• [Extrait choisi]
━━━━━━━━━━━━━━━━
Parce que les cartes ont des valeurs en réalité variables. En premier lieu et de façon évidente, parce que certaines cartes ont une puissance intrinsèque (par exemple, infliger 2 dégâts à l’adversaire, qui est un effet immuable) tandis que d’autres ont une puissance conditionnée à la configuration de la partie au moment où elles sont jouées (par exemple, une carte qui inflige 2 dégâts à toutes les créatures présentes sur le champ de bataille). Il est manifeste que dans ce second exemple la puissance de la carte va être fonction du nombre de créatures effectivement posées devant la joueuse.
Et même au-delà de cet exemple assez évident (qui repose sur la fixité ou la variabilité des effets des cartes), c’est la valeur même donnée aux cartes par les joueuses qui est variable : les cartes ont une valeur faciale, nominale car elles ont souvent un coût de pose mais elles ont aussi une valeur réelle, une valeur d’utilité qui ne se révèle que selon le moment où le pouvoir de la carte s’active.
Les actions n’ont donc pas la même valeur d’un tour à l’autre. En cela, ces jeux sont très proches des jeux d’escarmouche dans lesquels on retrouve cette plasticité des actions créée alors par la spatialité et non par les effets de cartes. Il n’est donc pas étonnant de voir sortir un jeu comme Unmatched qui allie les deux, avec aux commandes Rob Daviau, un auteur de jeux que l’on peut qualifier d’audacieux.
━━━━━━━━━━━━━━━━
• [Données fournies]
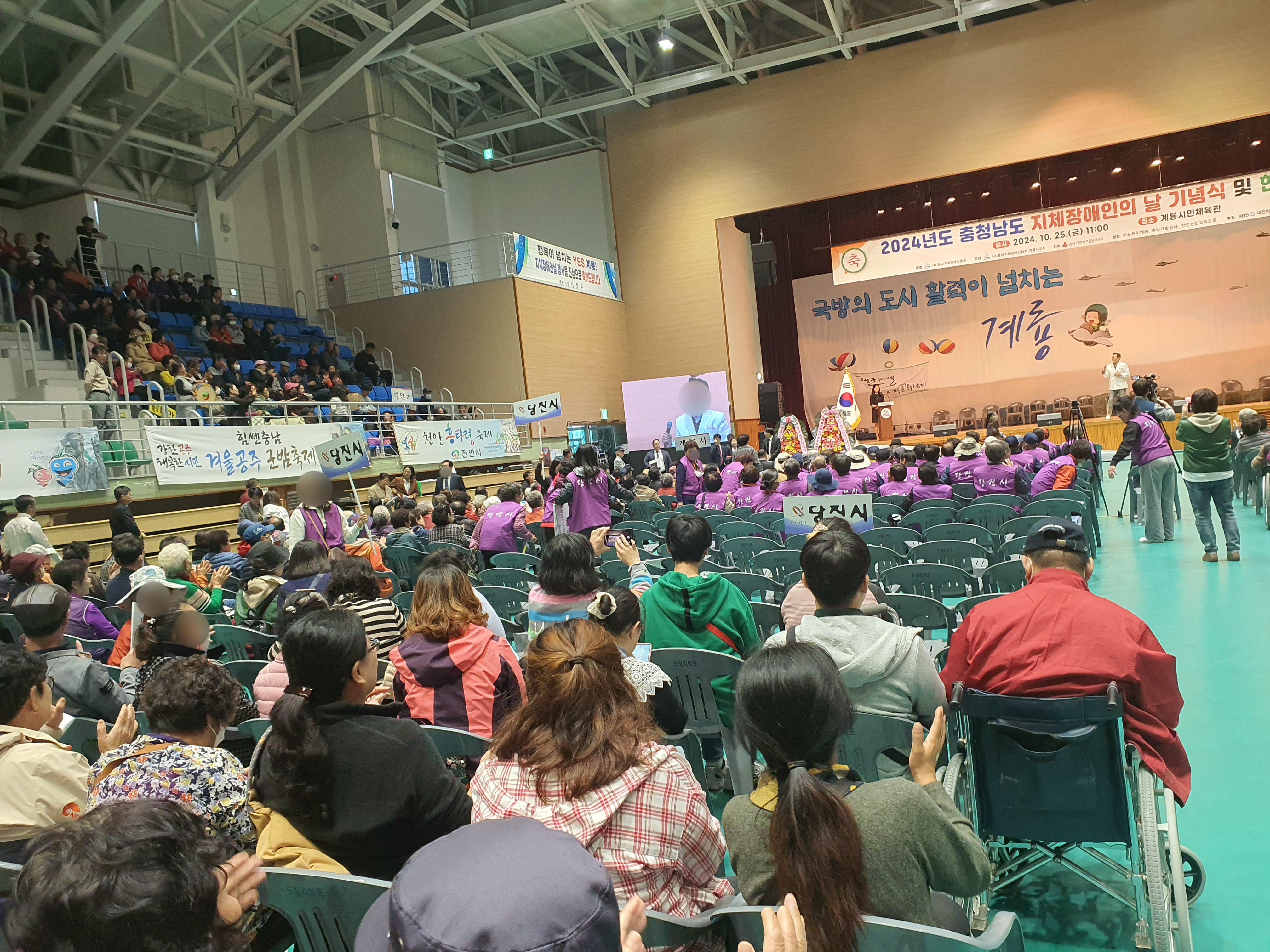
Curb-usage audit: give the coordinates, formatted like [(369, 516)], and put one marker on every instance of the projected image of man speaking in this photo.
━━━━━━━━━━━━━━━━
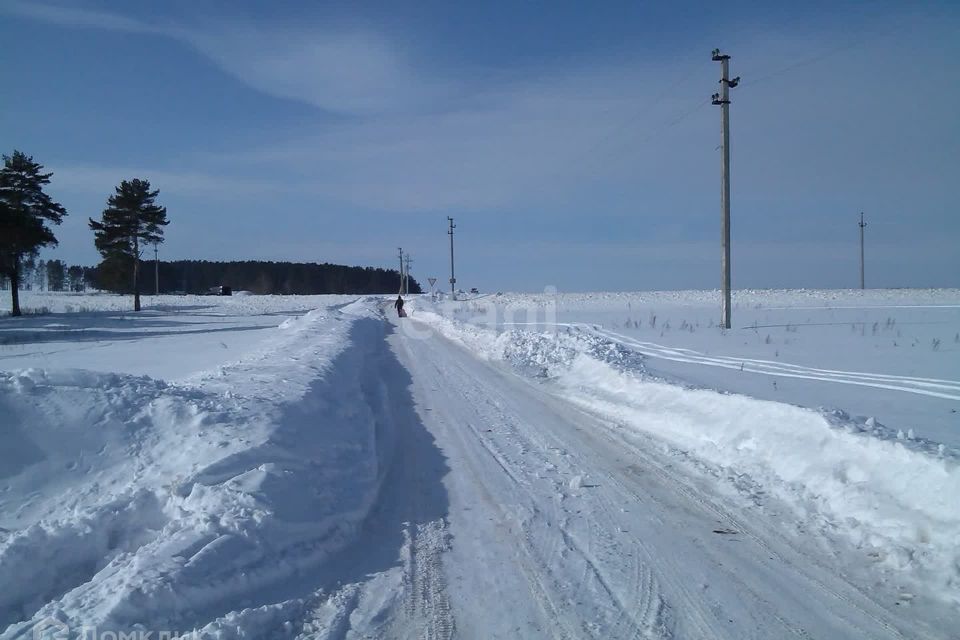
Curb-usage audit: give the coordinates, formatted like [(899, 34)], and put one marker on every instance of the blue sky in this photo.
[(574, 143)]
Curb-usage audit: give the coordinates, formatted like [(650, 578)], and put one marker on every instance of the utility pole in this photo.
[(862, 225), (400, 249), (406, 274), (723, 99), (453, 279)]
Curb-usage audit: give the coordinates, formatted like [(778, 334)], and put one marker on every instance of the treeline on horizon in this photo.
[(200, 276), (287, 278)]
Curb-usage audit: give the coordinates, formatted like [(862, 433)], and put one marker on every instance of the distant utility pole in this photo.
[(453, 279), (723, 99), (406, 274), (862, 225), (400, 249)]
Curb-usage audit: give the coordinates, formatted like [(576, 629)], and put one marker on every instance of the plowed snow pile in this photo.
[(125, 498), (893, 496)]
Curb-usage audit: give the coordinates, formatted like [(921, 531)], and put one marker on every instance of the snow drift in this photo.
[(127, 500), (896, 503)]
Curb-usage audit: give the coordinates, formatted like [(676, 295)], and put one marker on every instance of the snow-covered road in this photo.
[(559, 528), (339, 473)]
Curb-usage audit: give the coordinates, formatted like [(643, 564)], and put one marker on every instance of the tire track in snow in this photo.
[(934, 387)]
━━━━━━━━━━━━━━━━
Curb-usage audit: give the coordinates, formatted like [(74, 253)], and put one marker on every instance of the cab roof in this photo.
━━━━━━━━━━━━━━━━
• [À faire]
1. Dites si chaque affirmation s'accorde avec l'extrait : (a) infliger 2 dégâts à l'adversaire y est cité comme un effet qui ne change pas ; (b) dans les jeux d'escarmouche, la valeur changeante des actions vient des effets de cartes ; (c) Rob Daviau est aux commandes d'Unmatched. Pour chacune, répondez par oui ou non et citez mot pour mot les mots du texte qui tranchent.
2. D'après l'extrait, de quoi dépend la puissance d'une carte qui inflige 2 dégâts à toutes les créatures présentes sur le champ de bataille ?
3. Recopiez dans l'extrait le passage allant de « Et même au-delà » jusqu'à « peut qualifier d’audacieux. ».
Les enregistrements viennent d'une autre source que l'extrait.

• [Réponses attendues]
1.
(a) Oui : « infliger 2 dégâts à l’adversaire, qui est un effet immuable »
(b) Non : « créée alors par la spatialité et non par les effets de cartes »
(c) Oui : « avec aux commandes Rob Daviau »

2. Du nombre de créatures effectivement posées devant la joueuse.

3.
Et même au-delà de cet exemple assez évident (qui repose sur la fixité ou la variabilité des effets des cartes), c’est la valeur même donnée aux cartes par les joueuses qui est variable : les cartes ont une valeur faciale, nominale car elles ont souvent un coût de pose mais elles ont aussi une valeur réelle, une valeur d’utilité qui ne se révèle que selon le moment où le pouvoir de la carte s’active.
Les actions n’ont donc pas la même valeur d’un tour à l’autre. En cela, ces jeux sont très proches des jeux d’escarmouche dans lesquels on retrouve cette plasticité des actions créée alors par la spatialité et non par les effets de cartes. Il n’est donc pas étonnant de voir sortir un jeu comme Unmatched qui allie les deux, avec aux commandes Rob Daviau, un auteur de jeux que l’on peut qualifier d’audacieux.